**Your objective:**
Locate each line of the records that contains the word "structure", and copy all of those lines.

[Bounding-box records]
┏━━

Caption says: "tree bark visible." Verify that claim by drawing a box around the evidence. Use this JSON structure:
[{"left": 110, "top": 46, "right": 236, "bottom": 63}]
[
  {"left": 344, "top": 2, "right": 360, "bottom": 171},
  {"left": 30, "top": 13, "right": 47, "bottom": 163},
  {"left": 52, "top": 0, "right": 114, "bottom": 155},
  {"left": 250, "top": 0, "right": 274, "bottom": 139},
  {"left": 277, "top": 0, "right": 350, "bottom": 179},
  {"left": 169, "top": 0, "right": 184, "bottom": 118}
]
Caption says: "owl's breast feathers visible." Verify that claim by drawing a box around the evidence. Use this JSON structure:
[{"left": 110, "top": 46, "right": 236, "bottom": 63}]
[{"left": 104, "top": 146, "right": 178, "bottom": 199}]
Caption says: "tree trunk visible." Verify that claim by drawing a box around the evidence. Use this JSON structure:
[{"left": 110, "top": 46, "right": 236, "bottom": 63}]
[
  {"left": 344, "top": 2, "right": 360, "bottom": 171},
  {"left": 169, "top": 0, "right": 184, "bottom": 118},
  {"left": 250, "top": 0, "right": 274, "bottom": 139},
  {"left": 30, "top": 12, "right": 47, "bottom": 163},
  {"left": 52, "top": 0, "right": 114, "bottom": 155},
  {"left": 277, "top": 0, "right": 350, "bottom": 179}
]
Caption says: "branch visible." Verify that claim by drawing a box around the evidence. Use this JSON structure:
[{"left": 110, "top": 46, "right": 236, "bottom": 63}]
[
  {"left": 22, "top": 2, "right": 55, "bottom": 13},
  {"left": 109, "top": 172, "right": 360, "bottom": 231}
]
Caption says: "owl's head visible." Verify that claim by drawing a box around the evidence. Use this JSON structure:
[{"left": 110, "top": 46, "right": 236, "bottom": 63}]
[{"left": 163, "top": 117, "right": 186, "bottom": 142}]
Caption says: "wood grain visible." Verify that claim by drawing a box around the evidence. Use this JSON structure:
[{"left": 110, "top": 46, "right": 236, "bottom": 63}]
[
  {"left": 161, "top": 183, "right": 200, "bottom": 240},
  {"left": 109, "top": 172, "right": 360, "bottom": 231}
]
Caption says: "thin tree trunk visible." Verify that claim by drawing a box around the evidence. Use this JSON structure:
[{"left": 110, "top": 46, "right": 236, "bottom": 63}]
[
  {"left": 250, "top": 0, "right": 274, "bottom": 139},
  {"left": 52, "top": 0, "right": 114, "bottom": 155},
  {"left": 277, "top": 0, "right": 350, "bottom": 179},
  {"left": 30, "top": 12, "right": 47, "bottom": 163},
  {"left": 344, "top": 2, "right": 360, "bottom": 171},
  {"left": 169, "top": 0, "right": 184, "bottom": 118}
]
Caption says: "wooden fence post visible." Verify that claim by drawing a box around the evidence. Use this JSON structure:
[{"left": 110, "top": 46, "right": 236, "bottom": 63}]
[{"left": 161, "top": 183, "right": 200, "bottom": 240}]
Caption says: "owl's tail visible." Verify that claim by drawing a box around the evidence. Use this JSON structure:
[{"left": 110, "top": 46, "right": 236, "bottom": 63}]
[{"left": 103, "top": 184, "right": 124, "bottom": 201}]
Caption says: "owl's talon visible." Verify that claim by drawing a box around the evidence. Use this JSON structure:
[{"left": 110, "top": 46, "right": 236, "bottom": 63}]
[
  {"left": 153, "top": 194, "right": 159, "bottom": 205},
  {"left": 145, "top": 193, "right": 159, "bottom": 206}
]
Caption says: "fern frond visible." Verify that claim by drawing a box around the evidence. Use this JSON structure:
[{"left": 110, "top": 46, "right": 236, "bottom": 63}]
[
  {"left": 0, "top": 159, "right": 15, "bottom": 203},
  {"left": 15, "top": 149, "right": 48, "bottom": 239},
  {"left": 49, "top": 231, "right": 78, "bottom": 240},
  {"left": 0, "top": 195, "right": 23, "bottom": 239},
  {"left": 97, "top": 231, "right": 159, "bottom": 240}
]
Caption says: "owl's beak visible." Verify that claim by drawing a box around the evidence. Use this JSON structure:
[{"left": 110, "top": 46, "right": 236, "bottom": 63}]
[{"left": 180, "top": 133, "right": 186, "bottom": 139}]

┗━━

**Response to this task:**
Caption says: "tree bark visible." Verify that claim by drawing a box around the evidence. Use this JSON structure:
Caption says: "owl's breast feathers visible." Verify that claim by drawing a box around the evidence. Use this JSON structure:
Caption says: "tree trunk visible." Verify that claim by drawing a box around the evidence. Use this JSON structure:
Caption says: "branch visible." Verify that claim by drawing a box around the evidence. Use this JSON structure:
Caption says: "owl's head visible." Verify that claim by drawing a box around the evidence. Use this JSON structure:
Caption says: "wood grain visible." Verify that claim by drawing a box around the evidence. Use this JSON structure:
Caption says: "thin tree trunk visible." Verify that claim by drawing a box around the evidence. Use this JSON structure:
Caption says: "wooden fence post visible." Verify that claim by drawing a box around the evidence. Use this JSON structure:
Caption says: "owl's tail visible." Verify that claim by drawing a box around the evidence. Use this JSON structure:
Caption says: "owl's talon visible." Verify that claim by drawing a box around the evidence. Use this JSON structure:
Caption says: "fern frond visible." Verify that claim by drawing a box around the evidence. Use this JSON structure:
Caption says: "owl's beak visible." Verify that claim by drawing a box around the evidence. Use this JSON structure:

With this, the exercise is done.